**What you are asked to do**
Set down every entry exactly as given. Pictures are to be left out.

Natural language region descriptions
* * * * *

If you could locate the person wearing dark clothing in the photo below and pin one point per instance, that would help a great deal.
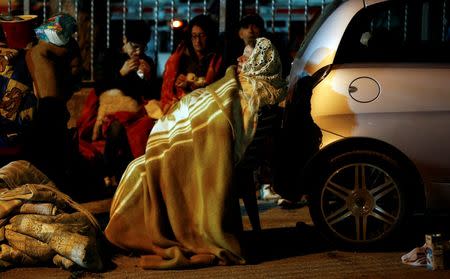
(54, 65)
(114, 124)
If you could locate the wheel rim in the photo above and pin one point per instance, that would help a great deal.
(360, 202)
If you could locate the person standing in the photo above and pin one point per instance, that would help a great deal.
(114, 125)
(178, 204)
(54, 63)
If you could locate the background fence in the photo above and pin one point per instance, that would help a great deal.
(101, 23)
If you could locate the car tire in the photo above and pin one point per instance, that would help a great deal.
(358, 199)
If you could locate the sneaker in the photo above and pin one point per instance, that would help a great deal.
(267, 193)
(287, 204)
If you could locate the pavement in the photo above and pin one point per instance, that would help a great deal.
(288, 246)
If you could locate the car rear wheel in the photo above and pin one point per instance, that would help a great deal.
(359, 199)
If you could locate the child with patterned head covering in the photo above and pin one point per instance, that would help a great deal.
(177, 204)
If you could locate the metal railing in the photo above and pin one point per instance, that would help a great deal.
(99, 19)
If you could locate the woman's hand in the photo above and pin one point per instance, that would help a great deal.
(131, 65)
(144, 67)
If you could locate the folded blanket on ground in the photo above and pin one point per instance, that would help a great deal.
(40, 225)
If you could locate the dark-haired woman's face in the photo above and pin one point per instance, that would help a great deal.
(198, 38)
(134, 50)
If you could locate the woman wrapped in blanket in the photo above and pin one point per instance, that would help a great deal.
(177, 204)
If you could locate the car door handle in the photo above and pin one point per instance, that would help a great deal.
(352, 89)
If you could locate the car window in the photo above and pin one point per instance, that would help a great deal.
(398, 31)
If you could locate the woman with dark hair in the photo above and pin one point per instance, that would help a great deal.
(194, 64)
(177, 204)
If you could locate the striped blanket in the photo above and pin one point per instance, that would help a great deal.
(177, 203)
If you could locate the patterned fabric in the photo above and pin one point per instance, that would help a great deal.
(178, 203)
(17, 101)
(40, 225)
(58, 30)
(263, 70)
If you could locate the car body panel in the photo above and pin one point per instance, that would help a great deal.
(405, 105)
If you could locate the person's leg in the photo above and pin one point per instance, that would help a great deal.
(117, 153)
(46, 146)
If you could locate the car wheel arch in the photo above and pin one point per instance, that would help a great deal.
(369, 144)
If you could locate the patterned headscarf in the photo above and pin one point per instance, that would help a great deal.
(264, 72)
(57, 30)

* * * * *

**Task response**
If you could locate the person wearing dark clothing in the photo below and pin one point per instance, that would help a great deal.
(54, 65)
(114, 124)
If you could locate the wheel rim in the photo above and pin one point per instance, that would help a great deal.
(360, 202)
If you could locate the person standing in the photo above and pin one point per instance, that would help a great deal.
(114, 125)
(178, 204)
(54, 63)
If you could locate the background fence in the photo above and pin one point per instance, that would help a great deal.
(101, 23)
If you could locate the car tire in the photo above and pin one point per instance, that would help a great deal.
(358, 199)
If you could locate the sneaker in the photo above and pin one point per instance, that would help a great deal.
(267, 193)
(287, 204)
If you could locate the pavement in the photo above and pin one point per instance, that would help a great deal.
(288, 246)
If you could locate the car rear wheel in the photo above and pin one point per instance, that would help a great deal.
(359, 199)
If you could locate the child with patterned head covering in the photo above and pin one point per instance, that would help a great deal.
(177, 204)
If you could locate the metal railing in the photo above and pin one point per instance, that would help a great deal.
(99, 19)
If you could locate the woman's hand in the photo above and pin one point per instance, that would help a great deal.
(131, 65)
(144, 67)
If you could locate the folded blanket on ground in the photo above and pin one point per instance, that would help a great deal.
(40, 225)
If you could locate the dark-haired woman's face in the photo above and pin one point per instance, that would help a great deal.
(198, 38)
(134, 50)
If you could locate the woman wrapped in blanket in the photo above and pin one point per instance, that would help a great deal.
(177, 204)
If you could locate the car door handle in the photo above and pin one point per instance, that would help a great deal.
(352, 89)
If you could locate the car window in the photo above and pin one point per instance, that would help a great deal.
(398, 31)
If you could locate the woman with dark hair in the photo above and pin one point per instance, that would help a great deal.
(194, 64)
(177, 204)
If you could locate the striped blanket in the photo above and pin one point per instance, that would help a great deal.
(177, 203)
If you could locate the patterned fabric in the photo above and pin one point per instance, that would help a great deal.
(178, 203)
(17, 101)
(40, 225)
(58, 30)
(263, 70)
If you could locate the car body panel in the photo above and pin one point per instance, that would help a great deal.
(405, 105)
If you could locate the person's leg in the photo above and pin one point per instance, that would help a great deal.
(117, 153)
(46, 146)
If you could locate the car wheel arch in the photo above and pin one point per instance, that would help a great deal.
(369, 144)
If you could locate the patterned headscarf in the photo above and pin one point per instance, that would help a great deal.
(264, 72)
(57, 30)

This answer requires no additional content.